## TEXTE DU DOCUMENT
* * * *

Haro sur le mobilier non-fonctionnel, donc, et qui ne serait pas fichu d’évoluer en même temps que vous: «Un meuble doit être aussi à l’aise et logique dans un salon qu’une chambre ou dans l’entrée. On déménage? Il doit y avoir une place pour ce produit : il reflète aussi notre parcours de vie.»

On ne jette rien, on recycle tout: le design nordique fait la chasse au superflu, au bibelot décoratif qui ne «sert» vraiment à rien d’autre qu’à décorer. Les Italiens avaient initié l’Arte povera, mouvement artistique qui avait recours aux matériaux peu nobles; les Scandinaves auraient-ils inventé le «design povera»? Mais n’allez pas les taxer de pingrerie:

«Il faut se souvenir que la Suède a longtemps été un pays très pauvre. Effectivement, on assimile notre style à l’utilisation de bois clair et de matières naturelles: on a tout simplement utilisé ce que nous trouvions sur place, dans la forêt, dans la nature environnante. En Scandinavie, les ornementations n’étaient pas aussi riches et nombreuses qu’en France; on peut y voir l’influence encore prégnante de l‘Eglise protestante, et plus particulièrement luthérienne. Pas de superflu! Disons que c’est ma théorie», propose la franco-suédoise Emma Marga Blanche, moitié de Färg & Blanche.

Le duo de designers utilise le bois, les matières naturelles, puisant dans un répertoire traditionnel dont il propose une lecture contemporaine. Leur fauteuil EMMA, version revisitée d’un classique équipant les foyers suédois depuis plusieurs siècles, vient de recevoir un double prix du «meilleur meuble de l’année 2013».

«Cela laisse des traces dans le design suédois actuel, et notamment grâce à un niveau de connaissance de ces matériaux assez poussé.» C’est le cas de Staffan Holm. Né en 1977, le jeune designer a reçu une pluie de récompenses, dont le prix Bruno Mathsson 2013, considéré comme le plus prestigieux en Suède.

Staffan Holm, tabouret SPIN pour Swedese. © Swedese / S. Holm

Inga Sempé a collaboré avec l’éditeur suédois Gärsnas, pour lequel elle a créé les chaises et table Österlen:

«Elles sont baptisées “Österlen” d’après le nom de la ville où elles sont fabriquées, en Suède – mais le bois est courbé au Danemark. Dans le frêne, nous avons aménagé des incisions en forme de “U”, ce qui permet un certain type d’assemblage. Le confort en est accru, et la lumière tombe différemment, soulignant les reliefs du meuble. Collaborer avec Gärsnäs, dont le savoir-faire est très particulier, s’est avéré un plaisir. En France, on travaille le bois pour réaliser des copies de meubles, du mobilier de style. On réplique, on ne créée pas. En Scandinavie, c’est totalement différent ; et on respecte le temps nécessaire au développement du projet, même si celui-ci doit prendre trois ans. On n’hésite pas à prendre des risques.»

* * * *

## CONSIGNES DE L'EXERCICE
- A) Dans l'article sur le design scandinave, résumez en deux phrases le paragraphe qui commence par « Le duo de designers utilise le bois » en gardant ses faits principaux.
- B) Recopiez sans rien changer un passage de l'article sur le design scandinave : commencez aux mots "Le duo de designers" et arrêtez-vous après "prestigieux en Suède.".
Les enregistrements ne servent à rien ici.

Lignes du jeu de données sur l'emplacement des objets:
* * * *

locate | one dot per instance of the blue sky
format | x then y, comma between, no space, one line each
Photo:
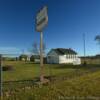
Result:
68,20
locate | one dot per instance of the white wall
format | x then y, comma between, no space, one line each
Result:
52,57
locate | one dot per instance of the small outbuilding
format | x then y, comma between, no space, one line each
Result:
62,55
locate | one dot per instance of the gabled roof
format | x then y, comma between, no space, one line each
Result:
63,51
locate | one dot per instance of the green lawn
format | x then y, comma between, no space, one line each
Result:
71,82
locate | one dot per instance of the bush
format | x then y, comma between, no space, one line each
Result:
7,68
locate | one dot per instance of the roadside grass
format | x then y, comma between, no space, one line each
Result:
69,82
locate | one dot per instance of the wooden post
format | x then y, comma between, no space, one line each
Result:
41,58
0,75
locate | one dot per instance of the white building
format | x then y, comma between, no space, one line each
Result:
62,55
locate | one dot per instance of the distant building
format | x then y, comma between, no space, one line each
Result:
62,55
24,57
36,59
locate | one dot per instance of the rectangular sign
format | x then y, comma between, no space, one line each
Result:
41,19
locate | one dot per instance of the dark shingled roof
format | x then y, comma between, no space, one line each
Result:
62,51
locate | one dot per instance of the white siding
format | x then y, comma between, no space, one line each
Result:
52,57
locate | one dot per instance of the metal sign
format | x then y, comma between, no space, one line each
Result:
41,19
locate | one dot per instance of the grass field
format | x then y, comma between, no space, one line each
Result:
69,82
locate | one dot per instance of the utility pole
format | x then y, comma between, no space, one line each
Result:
0,75
84,49
41,58
41,23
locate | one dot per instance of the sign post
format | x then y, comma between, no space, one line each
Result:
41,22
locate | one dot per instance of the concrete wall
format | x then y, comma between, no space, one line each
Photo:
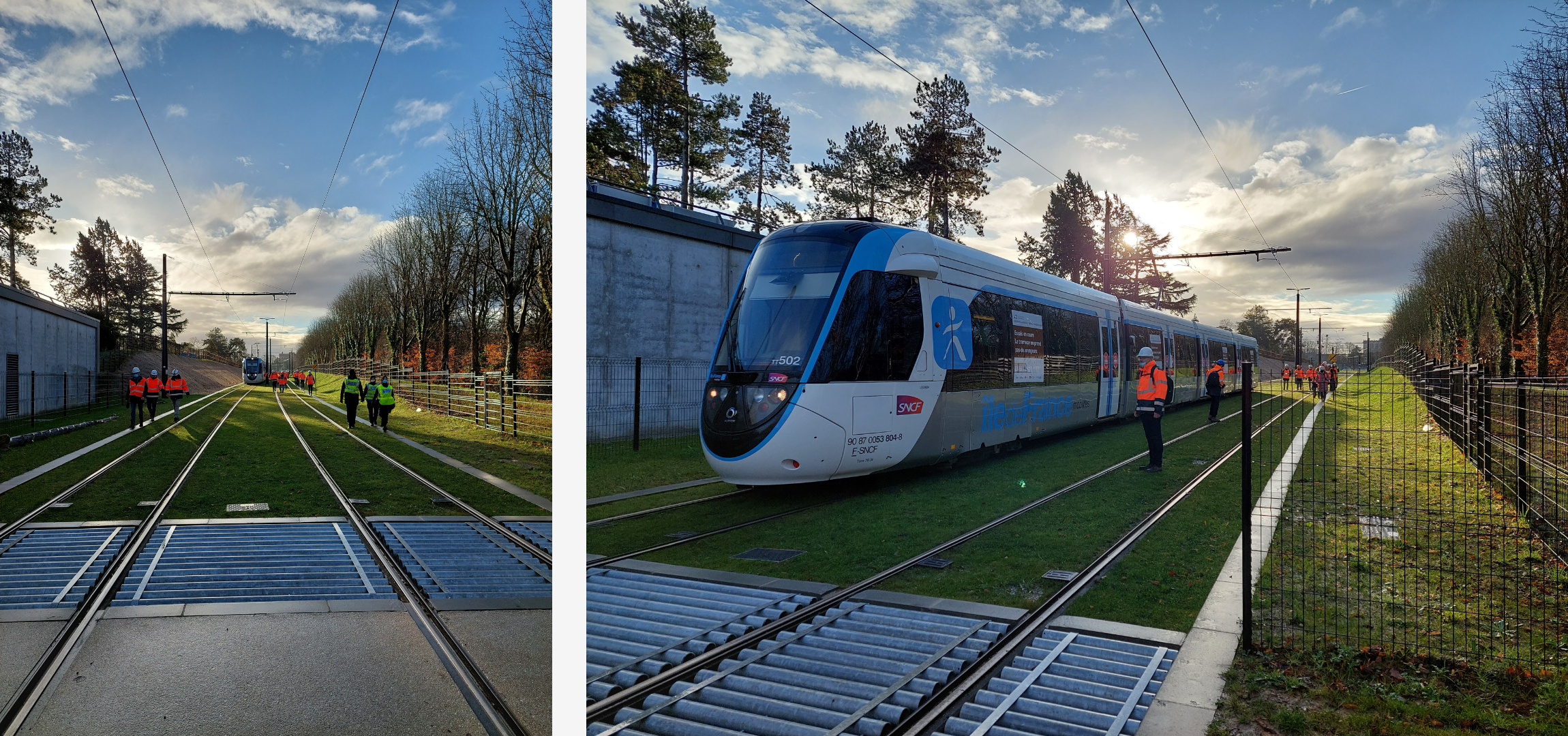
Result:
659,286
49,340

* * * *

## RÉPONSES FOURNIES
- A) Le duo de designers travaille le bois et les matières naturelles et propose une lecture contemporaine d'un répertoire traditionnel. Son fauteuil EMMA, qui revisite un classique des foyers suédois depuis plusieurs siècles, vient de recevoir un double prix du « meilleur meuble de l'année 2013 ».

- B)
Le duo de designers utilise le bois, les matières naturelles, puisant dans un répertoire traditionnel dont il propose une lecture contemporaine. Leur fauteuil EMMA, version revisitée d’un classique équipant les foyers suédois depuis plusieurs siècles, vient de recevoir un double prix du «meilleur meuble de l’année 2013».

«Cela laisse des traces dans le design suédois actuel, et notamment grâce à un niveau de connaissance de ces matériaux assez poussé.» C’est le cas de Staffan Holm. Né en 1977, le jeune designer a reçu une pluie de récompenses, dont le prix Bruno Mathsson 2013, considéré comme le plus prestigieux en Suède.